• WHAT THIS TASK INVOLVES:
Please gather every line of the rows below that contains the string "clicks", matching case exactly.

• SOURCE INFORMATION:
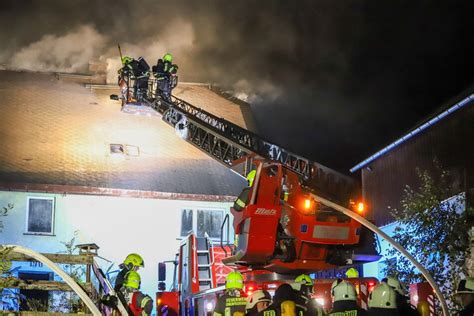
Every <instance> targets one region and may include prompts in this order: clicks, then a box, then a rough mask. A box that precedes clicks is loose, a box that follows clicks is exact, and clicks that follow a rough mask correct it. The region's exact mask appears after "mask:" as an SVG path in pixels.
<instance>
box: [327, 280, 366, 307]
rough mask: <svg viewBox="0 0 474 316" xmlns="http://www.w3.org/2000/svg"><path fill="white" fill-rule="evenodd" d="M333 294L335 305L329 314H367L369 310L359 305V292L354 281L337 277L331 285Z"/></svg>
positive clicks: (332, 305)
mask: <svg viewBox="0 0 474 316" xmlns="http://www.w3.org/2000/svg"><path fill="white" fill-rule="evenodd" d="M331 296H332V300H333V305H332V310H331V312H330V313H329V316H349V315H350V316H359V315H367V312H366V311H365V310H363V309H361V308H359V306H358V305H357V294H356V290H355V288H354V285H352V283H350V282H348V281H344V280H341V279H337V280H336V281H334V282H333V284H332V285H331Z"/></svg>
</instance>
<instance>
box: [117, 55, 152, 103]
mask: <svg viewBox="0 0 474 316" xmlns="http://www.w3.org/2000/svg"><path fill="white" fill-rule="evenodd" d="M122 65H123V67H122V68H121V69H120V70H119V71H118V73H119V81H120V79H121V78H124V77H127V78H130V79H134V84H133V96H134V98H135V99H136V100H137V101H139V102H140V101H142V100H143V99H144V98H145V97H146V93H147V90H148V79H149V78H150V66H148V63H147V62H146V60H145V59H144V58H143V57H139V58H138V59H134V58H132V57H130V56H123V57H122Z"/></svg>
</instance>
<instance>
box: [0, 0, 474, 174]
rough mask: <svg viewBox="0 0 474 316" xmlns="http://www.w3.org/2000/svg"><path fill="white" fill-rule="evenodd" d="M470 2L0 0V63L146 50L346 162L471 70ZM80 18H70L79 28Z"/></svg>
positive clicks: (81, 69) (41, 66)
mask: <svg viewBox="0 0 474 316" xmlns="http://www.w3.org/2000/svg"><path fill="white" fill-rule="evenodd" d="M473 9H474V2H473V1H444V2H438V1H316V0H313V1H262V0H259V1H257V0H255V1H230V0H229V1H224V0H221V1H122V0H120V1H87V0H82V1H59V0H58V1H9V2H5V1H2V2H1V3H0V41H1V43H2V48H1V49H0V63H3V64H5V65H6V66H7V67H10V68H15V67H16V68H28V69H35V70H60V71H78V72H80V71H83V70H84V69H86V65H87V61H88V60H89V59H91V58H95V59H103V60H106V59H107V58H115V60H116V59H117V52H116V43H117V42H118V41H120V43H121V44H122V47H123V49H124V51H125V52H126V53H128V54H132V55H134V57H137V56H135V55H142V54H143V55H144V56H146V57H147V58H148V61H149V62H150V63H154V62H155V59H156V58H157V57H160V56H161V55H163V54H164V53H165V52H166V51H172V52H173V53H174V55H175V60H176V62H177V63H178V64H179V65H180V79H181V80H188V81H206V82H207V81H210V82H218V83H221V84H225V85H227V86H229V87H231V88H233V89H234V90H235V91H236V92H238V93H239V95H240V96H243V97H245V96H246V97H248V101H249V102H251V104H252V109H253V111H254V114H255V118H256V121H257V124H258V128H259V132H260V134H262V135H263V136H264V137H265V138H267V139H269V140H270V141H273V142H276V143H278V144H280V145H282V146H284V147H287V148H288V149H290V150H292V151H294V152H296V153H299V154H300V155H303V156H306V157H308V158H310V159H313V160H315V161H318V162H321V163H323V164H326V165H328V166H330V167H333V168H336V169H339V170H342V171H345V172H347V170H348V168H350V167H352V166H354V165H355V164H356V163H358V162H359V161H361V160H362V159H364V158H366V157H367V156H369V155H371V154H372V153H374V152H375V151H376V150H378V149H380V148H381V147H383V146H384V145H386V144H388V143H389V142H391V141H393V140H394V139H395V138H396V137H399V136H401V135H402V134H403V133H404V132H405V131H407V130H408V129H409V128H411V127H413V126H414V124H416V123H417V122H419V121H420V120H421V119H423V118H426V117H427V116H428V115H430V114H432V113H433V111H435V110H436V109H438V108H439V107H440V106H441V104H442V103H443V102H445V101H447V100H448V99H449V98H451V97H453V96H454V95H456V94H458V93H460V92H461V91H463V90H464V89H466V88H467V87H468V86H470V85H471V84H473V83H474V60H473V56H474V42H473V39H474V36H473V35H474V19H473V17H472V12H473ZM81 27H82V28H81Z"/></svg>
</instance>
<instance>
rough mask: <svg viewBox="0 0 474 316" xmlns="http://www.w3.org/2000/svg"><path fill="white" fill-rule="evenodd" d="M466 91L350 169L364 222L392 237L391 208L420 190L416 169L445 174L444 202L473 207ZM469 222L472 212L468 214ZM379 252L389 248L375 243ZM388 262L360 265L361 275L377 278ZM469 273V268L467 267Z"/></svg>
mask: <svg viewBox="0 0 474 316" xmlns="http://www.w3.org/2000/svg"><path fill="white" fill-rule="evenodd" d="M472 91H473V90H472V89H471V90H468V91H467V92H466V93H463V94H461V95H459V96H457V97H455V98H453V99H452V100H450V101H449V102H448V103H447V104H445V105H443V106H442V108H441V109H440V111H438V113H436V114H435V115H434V116H431V117H430V118H428V119H427V120H426V121H424V122H423V123H421V124H420V125H418V126H417V127H415V128H414V129H413V130H411V131H409V132H408V133H407V134H405V135H404V136H402V137H401V138H399V139H398V140H396V141H395V142H393V143H391V144H389V145H388V146H387V147H385V148H383V149H382V150H380V151H378V152H377V153H375V154H374V155H372V156H370V157H369V158H367V159H366V160H364V161H362V162H361V163H359V164H358V165H356V166H355V167H353V168H352V169H351V171H352V172H356V171H359V170H360V171H361V176H362V191H363V196H364V199H365V201H366V202H367V203H368V205H369V213H368V218H370V219H371V220H373V221H374V222H375V224H376V225H377V226H379V227H382V229H383V230H384V231H385V232H386V233H388V234H389V235H391V234H392V233H393V230H394V228H395V227H396V226H397V223H395V222H394V219H393V217H392V215H391V213H390V212H391V210H392V209H398V208H400V207H401V204H400V202H401V200H402V199H403V196H404V190H405V188H406V186H410V187H411V188H412V189H417V188H418V187H419V184H420V183H419V177H418V171H421V172H424V171H427V172H428V173H429V174H431V175H432V176H433V177H436V174H437V173H439V171H438V170H439V167H441V168H442V169H443V170H446V171H448V172H449V173H450V175H451V177H450V180H451V181H452V192H450V194H449V196H446V197H445V198H446V203H449V201H451V200H453V199H454V198H455V197H461V198H462V199H463V200H464V202H465V204H463V205H460V207H462V208H464V209H465V208H466V206H467V207H468V208H469V207H472V205H473V202H474V164H473V161H474V142H473V140H474V124H473V122H474V94H472ZM470 215H471V216H470V218H471V219H472V214H470ZM380 246H381V250H382V253H385V250H386V249H387V248H388V247H389V245H388V243H387V242H385V241H384V240H380ZM385 260H391V258H383V259H381V261H379V262H374V263H370V264H366V265H364V275H367V276H375V277H381V276H382V272H381V271H382V269H383V268H384V266H385V264H386V262H385ZM471 269H472V267H471Z"/></svg>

• TASK RESPONSE:
Every <instance> targets one region and may include prompts in this order: clicks, then a box, then a rough mask. A box that precedes clicks is loose, a box that follows clicks is exact, and clicks that follow a rough mask correct it. The region's exact mask appears after "mask:" as an SVG path in pixels.
positive clicks: (332, 305)
positive clicks: (81, 69) (41, 66)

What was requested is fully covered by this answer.